▸ **Objective a**: In the transformation functions text, which version does get_transformation_function use when only a name is provided?

▸ **Text to read**:
Transformation Functions#

HSFS provides functionality to attach transformation functions to training datasets.

To be able to attach a transformation function to a training dataset it has to be either part of the library installed in Hopsworks or attached when starting a Jupyter notebook or Hopsworks job.

Pyspark decorators

Don't decorate transformation functions with Pyspark @udf or @pandas_udf, as well as don't use any Pyspark dependencies. HSFS will decorate transformation function only if it is used inside Pyspark application.

HSFS also comes with built-in transformation functions such as min_max_scaler, standard_scaler, robust_scaler and label_encoder.

Examples#

Transformation functions need to be registered in the Feature Store to make them accessible for training dataset creation. Assume you have a Python library called hsfs_transformers containing your transformation function plus_one.

Python

Register transformation function plus_one in the Hopsworks feature store.

from hsfs_transformers import transformers
plus_one_meta = fs.create_transformation_function(
            transformation_function=transformers.plus_one,
            output_type=int,
            version=1)
plus_one_meta.save()

Built-in transformation functions can be registered by calling register_builtin_transformation_functions method on the feature store handle.

Python

Register built-in transformation functions in the Hopsworks feature store.

fs.register_builtin_transformation_functions()

To retrieve all transformation functions from the feature store use get_transformation_functions which will return list of TransformationFunction objects. A specific transformation function can be retrieved by get_transformation_function method where the user can provide a name and a version of the transformation function. If only the name is provided then it will default to version 1.

▸ **Objective b**: Please recast the records as a numbered list, starting at the line containing "Detection brief: inspect the image and locate pavilion" and ending at the line containing "(582, 470), (633, 491)", with blank lines left out. Leave the pictures out of your answer.

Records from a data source
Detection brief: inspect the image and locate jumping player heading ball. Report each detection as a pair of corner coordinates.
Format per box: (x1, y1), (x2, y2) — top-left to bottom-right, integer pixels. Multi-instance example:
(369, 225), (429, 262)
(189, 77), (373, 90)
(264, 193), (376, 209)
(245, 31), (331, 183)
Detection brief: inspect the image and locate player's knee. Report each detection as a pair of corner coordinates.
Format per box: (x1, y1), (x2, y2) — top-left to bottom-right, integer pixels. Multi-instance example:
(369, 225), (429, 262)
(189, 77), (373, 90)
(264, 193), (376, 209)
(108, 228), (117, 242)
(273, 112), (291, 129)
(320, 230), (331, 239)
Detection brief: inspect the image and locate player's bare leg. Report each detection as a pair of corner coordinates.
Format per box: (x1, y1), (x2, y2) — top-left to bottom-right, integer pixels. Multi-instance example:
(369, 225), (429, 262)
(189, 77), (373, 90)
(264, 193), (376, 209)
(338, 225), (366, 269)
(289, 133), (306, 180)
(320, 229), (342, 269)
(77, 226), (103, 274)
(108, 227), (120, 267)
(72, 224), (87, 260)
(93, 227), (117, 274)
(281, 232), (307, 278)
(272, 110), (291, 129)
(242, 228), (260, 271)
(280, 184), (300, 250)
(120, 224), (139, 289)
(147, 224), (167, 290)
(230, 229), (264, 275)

---

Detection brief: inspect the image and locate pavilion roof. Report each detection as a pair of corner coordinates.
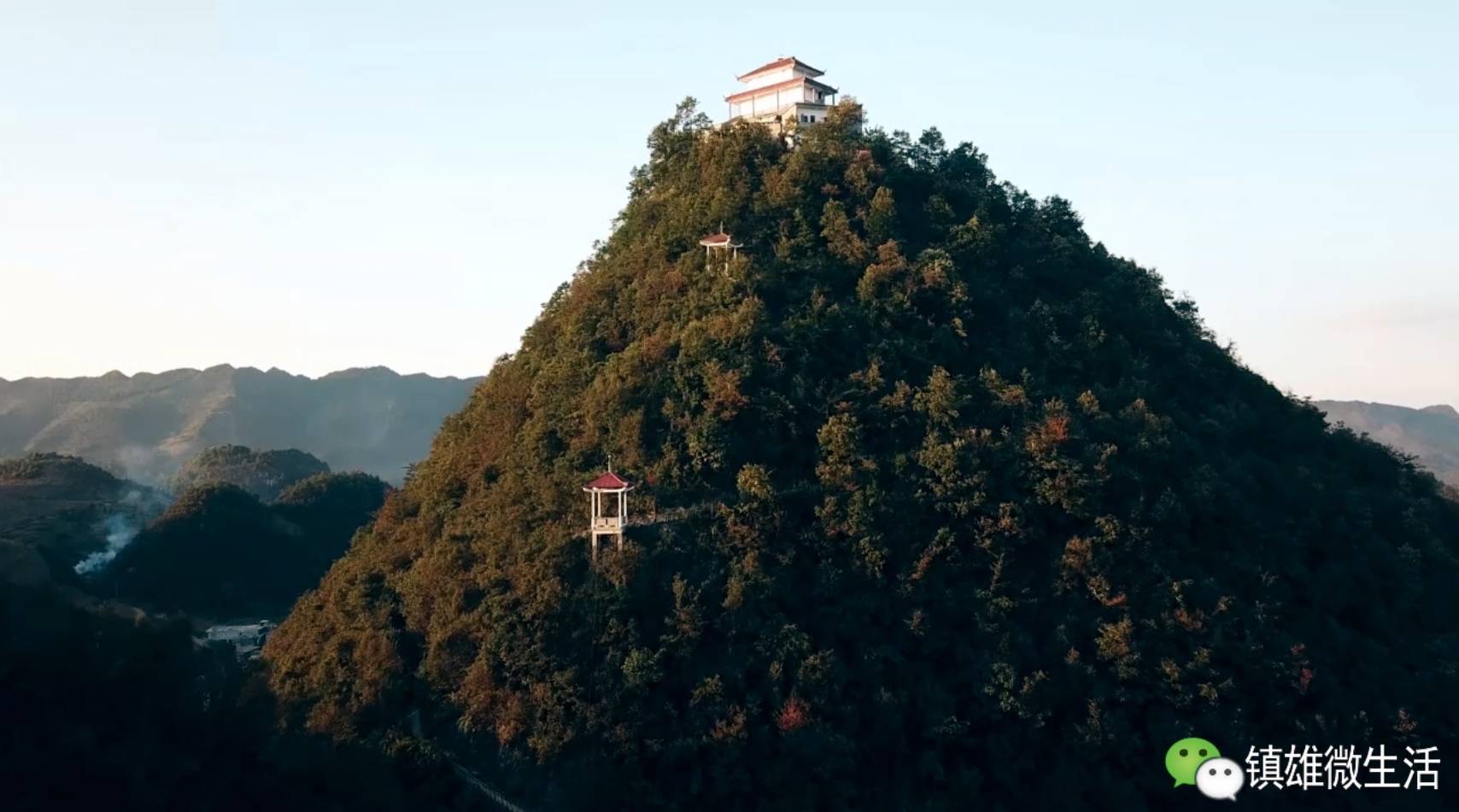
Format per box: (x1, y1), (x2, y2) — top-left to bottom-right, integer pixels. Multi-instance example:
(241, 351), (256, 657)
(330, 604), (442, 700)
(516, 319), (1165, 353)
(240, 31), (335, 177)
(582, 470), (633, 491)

▸ **Correct result a**: It defaults to version 1.

▸ **Correct result b**:
1. Detection brief: inspect the image and locate pavilion roof. Report each detection as a pair of corner coordinates.
2. Format per box: (x1, y1), (x2, y2) — top-left to bottom-right, integer pixels. Multi-instance example:
3. (241, 351), (256, 657)
4. (330, 604), (442, 700)
5. (516, 319), (1165, 353)
6. (240, 31), (335, 177)
7. (582, 470), (633, 491)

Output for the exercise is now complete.